---------- Supplied information ----------
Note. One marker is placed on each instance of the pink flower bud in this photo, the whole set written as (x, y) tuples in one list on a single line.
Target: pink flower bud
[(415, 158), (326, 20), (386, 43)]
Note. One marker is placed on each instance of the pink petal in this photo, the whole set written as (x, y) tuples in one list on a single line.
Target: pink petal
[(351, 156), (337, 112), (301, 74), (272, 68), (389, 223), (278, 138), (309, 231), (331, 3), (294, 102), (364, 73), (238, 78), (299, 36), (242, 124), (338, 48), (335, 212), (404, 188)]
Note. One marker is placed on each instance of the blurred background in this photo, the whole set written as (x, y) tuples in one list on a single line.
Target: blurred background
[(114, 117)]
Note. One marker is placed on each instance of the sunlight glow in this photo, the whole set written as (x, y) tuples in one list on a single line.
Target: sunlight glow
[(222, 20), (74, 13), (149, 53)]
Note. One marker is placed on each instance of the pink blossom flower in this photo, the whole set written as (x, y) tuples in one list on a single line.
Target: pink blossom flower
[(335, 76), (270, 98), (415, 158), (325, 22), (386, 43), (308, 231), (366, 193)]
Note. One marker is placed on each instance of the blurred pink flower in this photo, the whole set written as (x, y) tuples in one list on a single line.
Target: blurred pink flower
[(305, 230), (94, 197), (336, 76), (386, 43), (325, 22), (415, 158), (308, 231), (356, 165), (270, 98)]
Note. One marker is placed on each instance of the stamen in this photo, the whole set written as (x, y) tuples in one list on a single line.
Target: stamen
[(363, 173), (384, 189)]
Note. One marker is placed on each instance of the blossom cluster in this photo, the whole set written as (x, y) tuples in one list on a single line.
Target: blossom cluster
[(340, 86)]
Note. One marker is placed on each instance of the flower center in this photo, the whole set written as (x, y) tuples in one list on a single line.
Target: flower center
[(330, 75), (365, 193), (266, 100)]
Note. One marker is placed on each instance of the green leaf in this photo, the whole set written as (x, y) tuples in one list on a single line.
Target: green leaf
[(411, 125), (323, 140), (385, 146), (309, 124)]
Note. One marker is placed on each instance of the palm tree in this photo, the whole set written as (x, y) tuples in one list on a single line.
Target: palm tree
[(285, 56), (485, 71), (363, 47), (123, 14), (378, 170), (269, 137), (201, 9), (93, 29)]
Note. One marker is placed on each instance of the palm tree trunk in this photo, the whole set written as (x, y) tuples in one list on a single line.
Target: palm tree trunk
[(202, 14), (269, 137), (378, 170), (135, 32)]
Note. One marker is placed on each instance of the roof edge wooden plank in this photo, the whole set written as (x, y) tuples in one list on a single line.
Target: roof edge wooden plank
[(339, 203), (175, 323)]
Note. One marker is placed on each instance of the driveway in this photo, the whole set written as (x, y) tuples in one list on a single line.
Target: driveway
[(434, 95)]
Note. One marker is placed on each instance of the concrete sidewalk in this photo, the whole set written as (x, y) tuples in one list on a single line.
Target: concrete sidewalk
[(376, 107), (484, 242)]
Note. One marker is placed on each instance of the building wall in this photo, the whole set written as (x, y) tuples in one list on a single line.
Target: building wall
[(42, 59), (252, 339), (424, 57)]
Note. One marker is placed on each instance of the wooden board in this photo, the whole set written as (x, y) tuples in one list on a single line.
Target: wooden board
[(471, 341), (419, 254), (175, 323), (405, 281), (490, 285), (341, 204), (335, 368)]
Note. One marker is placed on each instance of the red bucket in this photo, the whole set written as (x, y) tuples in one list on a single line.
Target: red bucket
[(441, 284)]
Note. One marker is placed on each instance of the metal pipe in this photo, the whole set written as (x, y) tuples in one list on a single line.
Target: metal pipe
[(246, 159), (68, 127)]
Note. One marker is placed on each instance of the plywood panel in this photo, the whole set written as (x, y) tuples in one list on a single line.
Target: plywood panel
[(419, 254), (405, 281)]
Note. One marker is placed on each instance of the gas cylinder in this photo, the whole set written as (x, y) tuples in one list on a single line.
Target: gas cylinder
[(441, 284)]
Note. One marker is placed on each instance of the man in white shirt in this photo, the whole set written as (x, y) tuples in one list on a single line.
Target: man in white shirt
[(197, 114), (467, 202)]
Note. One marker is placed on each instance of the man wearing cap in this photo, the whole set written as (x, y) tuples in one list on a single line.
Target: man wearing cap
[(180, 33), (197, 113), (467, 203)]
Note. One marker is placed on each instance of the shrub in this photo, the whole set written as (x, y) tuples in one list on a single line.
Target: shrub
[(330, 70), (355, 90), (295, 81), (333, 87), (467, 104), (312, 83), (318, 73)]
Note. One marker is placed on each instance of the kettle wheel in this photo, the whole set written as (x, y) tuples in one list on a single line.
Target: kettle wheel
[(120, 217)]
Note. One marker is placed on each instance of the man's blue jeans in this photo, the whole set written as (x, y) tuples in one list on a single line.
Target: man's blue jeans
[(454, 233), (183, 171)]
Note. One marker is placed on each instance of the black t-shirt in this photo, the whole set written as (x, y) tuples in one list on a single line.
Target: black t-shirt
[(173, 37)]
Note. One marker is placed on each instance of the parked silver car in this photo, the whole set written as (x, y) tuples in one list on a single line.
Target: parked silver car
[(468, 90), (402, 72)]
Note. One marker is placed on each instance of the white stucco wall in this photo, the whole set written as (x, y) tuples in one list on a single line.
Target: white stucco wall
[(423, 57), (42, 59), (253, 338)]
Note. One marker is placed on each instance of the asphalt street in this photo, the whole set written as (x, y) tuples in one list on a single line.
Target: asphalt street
----------
* _About this task_
If a line in the material contains the word "asphalt", copy that line.

* _Reply_
Note. One marker is placed on each instance of the asphalt street in this photo, the whole set written as (x, y) tuples in one list on a single line.
Target: asphalt street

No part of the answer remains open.